* BEGIN QUOTED PASSAGE *
My views on them depended on the situation. If they were emptying my bird feeders, I saw them as pesky pilferers. If they were performing funny antics in a park, I found them cute. I have hunted and eaten them, though that was a number of years ago.

I never thought I would miss them and long for their company, until I did. I had moved to the Luray bottoms in Chester County and was there for several months when it dawned on me that I had seen no squirrels. Even when I searched the bare trees in the winter woods for squirrel nests, I could find no trace. I lived there for about eight years and though I saw the occasional fox squirrel, it was rare, even exciting.

It wasn’t lack of food or habitat, but I speculated that it might be that the rich bottomlands harbored a plentitude of snakes, and could imagine that baby squirrels would make a delicious meal. I have seen incredible climbing feats performed by snakes. Hawks and owls were abundant as well. I thought it might have something to do with swampland habitat that I could not quite pin down.

Now I live in hilly country, and I still find it uncommon to see a squirrel or a squirrel nest. I’ve asked wildlife experts and haven’t gotten a satisfactory answer about their low numbers. One proposed a theory that squirrel populations have become more urban. People may provide some protection from their primary predators.
* END QUOTED PASSAGE *
* BEGIN EXCERPTED DATA *
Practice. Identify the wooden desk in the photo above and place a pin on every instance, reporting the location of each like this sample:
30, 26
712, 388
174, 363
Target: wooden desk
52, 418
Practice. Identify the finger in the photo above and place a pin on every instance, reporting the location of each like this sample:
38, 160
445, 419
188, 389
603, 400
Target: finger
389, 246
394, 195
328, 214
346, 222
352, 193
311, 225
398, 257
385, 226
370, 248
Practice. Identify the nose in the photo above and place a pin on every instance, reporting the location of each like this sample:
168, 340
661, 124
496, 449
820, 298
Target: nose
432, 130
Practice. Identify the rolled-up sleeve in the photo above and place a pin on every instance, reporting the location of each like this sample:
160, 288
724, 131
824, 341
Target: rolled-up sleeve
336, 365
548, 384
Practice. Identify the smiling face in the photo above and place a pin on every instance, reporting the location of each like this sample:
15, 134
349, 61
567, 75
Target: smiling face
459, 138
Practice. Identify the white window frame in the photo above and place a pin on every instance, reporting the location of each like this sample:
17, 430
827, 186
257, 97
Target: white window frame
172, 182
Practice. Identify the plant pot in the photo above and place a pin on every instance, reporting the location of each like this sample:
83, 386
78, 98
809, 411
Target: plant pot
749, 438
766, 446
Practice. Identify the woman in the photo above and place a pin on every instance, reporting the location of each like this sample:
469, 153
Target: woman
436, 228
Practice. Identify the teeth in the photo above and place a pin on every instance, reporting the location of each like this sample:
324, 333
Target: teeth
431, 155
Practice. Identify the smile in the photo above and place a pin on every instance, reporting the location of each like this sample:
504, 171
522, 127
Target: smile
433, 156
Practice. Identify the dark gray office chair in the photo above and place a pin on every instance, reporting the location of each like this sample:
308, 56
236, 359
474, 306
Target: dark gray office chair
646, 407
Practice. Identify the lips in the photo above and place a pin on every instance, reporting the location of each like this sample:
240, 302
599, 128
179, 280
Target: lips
* END EXCERPTED DATA *
• REQUIRED TASKS
(1) According to the squirrel essay, about how long did the writer live in the Luray bottoms?
(2) Turn the paragraph of the squirrel essay beginning "It wasn’t lack of food or habitat" into a short bulleted list that keeps its main points.
(3) Carry the squirrel essay forward from its final sentence with a few more paragraphs in the same personal voice.
These records were taken from a separate source and are unrelated to the text.

• REPLIES
(1) About eight years.

(2)
- The shortage of squirrels was not due to a lack of food or habitat.
- The writer suspected that the rich bottomlands held many snakes, which might eat baby squirrels.
- The writer has seen snakes perform incredible climbing feats.
- Hawks and owls were also abundant.
- The writer thought the swampland habitat might play a role but could not pin down how.

(3)
Maybe so, but when I lived in rural settings south of Jackson and south of Lexington, squirrels were plentiful enough to be annoying. My dogs had become accustomed to me shouting, “Squirrel on the feeders!” and would leap to their feet in a mad rush for the dog door to give chase. If we were in the woods and I announced, “Squirrel!” every pair of canine eyes would scan the treetops. My current dog family has no grasp of the word “squirrel.”

In reading about the squirrel life cycle, I find they have fewer babies (called kittens) than I would have imagined. A litter will usually be two, three or four squirrels, and they have two litters per year — one in late winter, and the second in late summer. The mother squirrel prefers a tree cavity for her den but may make a warm bulky nest of twigs and leaves, lined with grass, in a crotch of large tree limbs. A warm attic will work, too, as many annoyed humans may attest, as will a birdhouse.

The kittens, born naked and blind, are protected by their mother for only 10 to 12 weeks. Most squirrel babies do not survive their first year.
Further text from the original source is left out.